— Start Selected text —

Citation : 2023 Latest Caselaw 2112 Jhar
Judgement Date : 19 May, 2023

Jharkhand High Court
Unknown vs The State Of Jharkhand on 19 May, 2023
                                    1

         IN THE HIGH COURT OF JHARKHAND AT RANCHI
                          Cr. Appeal (S.J) No. 1187 of 2004
                               ---------

(Against the judgment of conviction and order of sentence, both dated 29.03.2004, passed by learned 5th Additional Sessions Judge, FTC Dumka corresponding to S.T. No.246 of 96 / 73 of 2003.)

-------

         Katki Rai                            .....    .... Appellant
                                       Versus
         The State of Jharkhand.              .....    .... Respondent

         CORAM      : HON'BLE MR. JUSTICE DEEPAK ROSHAN
                                  -------
         For the Appellant           :Ms. Alka Kumari, Adv.

For the Respondent-State :Mr. Tapas Roy, A.P.P .........

07/19.05.2023 Heard learned counsel for the parties.

2. The instant criminal appeal has been preferred against the judgment of conviction and order of sentence, both dated 29.03.2004, passed by learned 5th Additional Sessions Judge, FTC Dumka corresponding to S.T. No.246 of 96 / 73 of 2003, whereby the appellant has been convicted for the offences under Sections 395 & 397 of the IPC and sentenced to undergo R.I. for a period of Seven years u/S 397 of the IPC, further sentenced to R.I. for a period of five years u/S 395 IPC with a fine of Rs.500/- and in default of payment of fine further to undergo S.I. for one month, however all the sentences were directed to run concurrently.

3. The brief fact of the case is that on 25/26.4.1995 at about 11.30 p.m when the informant was sleeping in his house along with his family members the appellant entered into the house armed with gun along with other accused persons and looted several valuable articles including ornaments and while the accused persons were leaving informant house, they threaten him to keep mum.

— End Selected text —

Task instructions —
Reproduce the court judgment word for word, starting at "Citation : 2023" and ending after "73 of 2003.)". The data after this has nothing to do with the court judgment.

— Start Provided data —

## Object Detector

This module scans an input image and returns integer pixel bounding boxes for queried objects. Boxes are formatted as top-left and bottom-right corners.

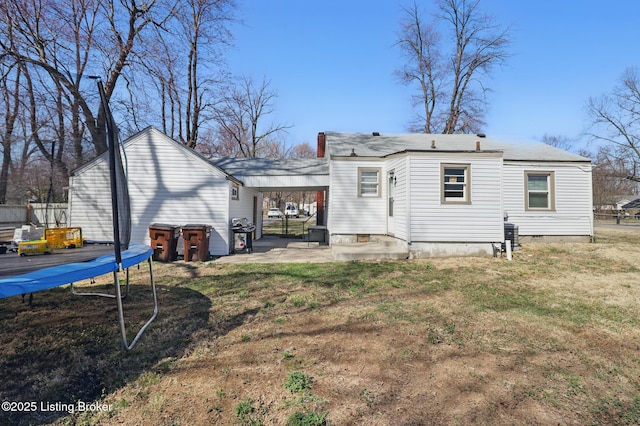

— End Provided data —

Solved exercise —
Citation : 2023 Latest Caselaw 2112 Jhar
Judgement Date : 19 May, 2023

Jharkhand High Court
Unknown vs The State Of Jharkhand on 19 May, 2023
                                    1

         IN THE HIGH COURT OF JHARKHAND AT RANCHI
                          Cr. Appeal (S.J) No. 1187 of 2004
                               ---------

(Against the judgment of conviction and order of sentence, both dated 29.03.2004, passed by learned 5th Additional Sessions Judge, FTC Dumka corresponding to S.T. No.246 of 96 / 73 of 2003.)